◆ **Exercise brief**
A complete response lists each line of the data below that includes the word "clicks".

◆ **Segmentation mask data**
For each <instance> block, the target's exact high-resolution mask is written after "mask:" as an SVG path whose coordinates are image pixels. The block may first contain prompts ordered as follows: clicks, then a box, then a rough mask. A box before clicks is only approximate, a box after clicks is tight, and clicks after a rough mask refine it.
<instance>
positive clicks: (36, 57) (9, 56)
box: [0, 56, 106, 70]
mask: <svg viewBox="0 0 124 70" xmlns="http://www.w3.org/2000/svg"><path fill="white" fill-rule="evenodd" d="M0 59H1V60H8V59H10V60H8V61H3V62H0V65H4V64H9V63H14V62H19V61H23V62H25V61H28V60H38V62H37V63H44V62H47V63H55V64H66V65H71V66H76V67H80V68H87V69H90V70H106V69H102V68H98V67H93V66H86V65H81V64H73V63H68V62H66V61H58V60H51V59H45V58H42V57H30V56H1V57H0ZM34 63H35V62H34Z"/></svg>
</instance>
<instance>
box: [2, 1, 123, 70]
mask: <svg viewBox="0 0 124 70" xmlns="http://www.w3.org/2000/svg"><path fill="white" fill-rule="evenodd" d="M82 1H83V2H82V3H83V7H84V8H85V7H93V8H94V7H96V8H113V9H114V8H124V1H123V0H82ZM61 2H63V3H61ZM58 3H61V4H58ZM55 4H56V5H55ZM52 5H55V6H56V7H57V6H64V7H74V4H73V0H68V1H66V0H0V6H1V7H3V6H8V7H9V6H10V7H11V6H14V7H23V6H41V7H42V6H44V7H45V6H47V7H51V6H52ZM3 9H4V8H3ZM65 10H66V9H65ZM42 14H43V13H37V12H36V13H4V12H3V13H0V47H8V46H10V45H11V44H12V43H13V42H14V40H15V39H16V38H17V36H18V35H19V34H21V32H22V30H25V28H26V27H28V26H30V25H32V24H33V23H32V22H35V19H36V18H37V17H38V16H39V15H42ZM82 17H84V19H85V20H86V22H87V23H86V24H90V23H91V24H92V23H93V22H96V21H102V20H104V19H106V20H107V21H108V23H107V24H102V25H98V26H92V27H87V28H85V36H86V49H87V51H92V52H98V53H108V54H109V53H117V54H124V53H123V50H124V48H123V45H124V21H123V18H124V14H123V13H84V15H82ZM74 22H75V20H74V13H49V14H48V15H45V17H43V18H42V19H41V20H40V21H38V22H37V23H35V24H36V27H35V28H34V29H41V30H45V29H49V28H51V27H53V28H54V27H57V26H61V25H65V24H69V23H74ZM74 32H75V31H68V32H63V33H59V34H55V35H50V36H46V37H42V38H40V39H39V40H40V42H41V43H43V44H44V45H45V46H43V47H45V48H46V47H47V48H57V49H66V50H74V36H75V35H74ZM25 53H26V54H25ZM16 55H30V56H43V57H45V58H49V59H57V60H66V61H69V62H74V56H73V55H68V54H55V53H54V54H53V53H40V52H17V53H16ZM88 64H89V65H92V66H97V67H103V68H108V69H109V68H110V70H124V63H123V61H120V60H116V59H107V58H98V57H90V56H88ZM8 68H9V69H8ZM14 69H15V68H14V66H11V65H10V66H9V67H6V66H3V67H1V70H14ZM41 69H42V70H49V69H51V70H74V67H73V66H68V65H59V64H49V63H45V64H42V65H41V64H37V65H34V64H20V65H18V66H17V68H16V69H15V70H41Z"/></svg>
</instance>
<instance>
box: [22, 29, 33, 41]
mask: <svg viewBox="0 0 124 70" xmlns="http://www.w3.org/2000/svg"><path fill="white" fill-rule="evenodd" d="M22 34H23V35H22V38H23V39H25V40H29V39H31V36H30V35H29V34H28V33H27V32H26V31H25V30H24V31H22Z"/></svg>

◆ **Answer below**
For each <instance> block, the target's exact high-resolution mask is written after "mask:" as an SVG path whose coordinates are image pixels. The block may first contain prompts ordered as follows: clicks, then a box, then a rough mask. A box before clicks is only approximate, a box after clicks is tight, and clicks after a rough mask refine it.
positive clicks: (36, 57) (9, 56)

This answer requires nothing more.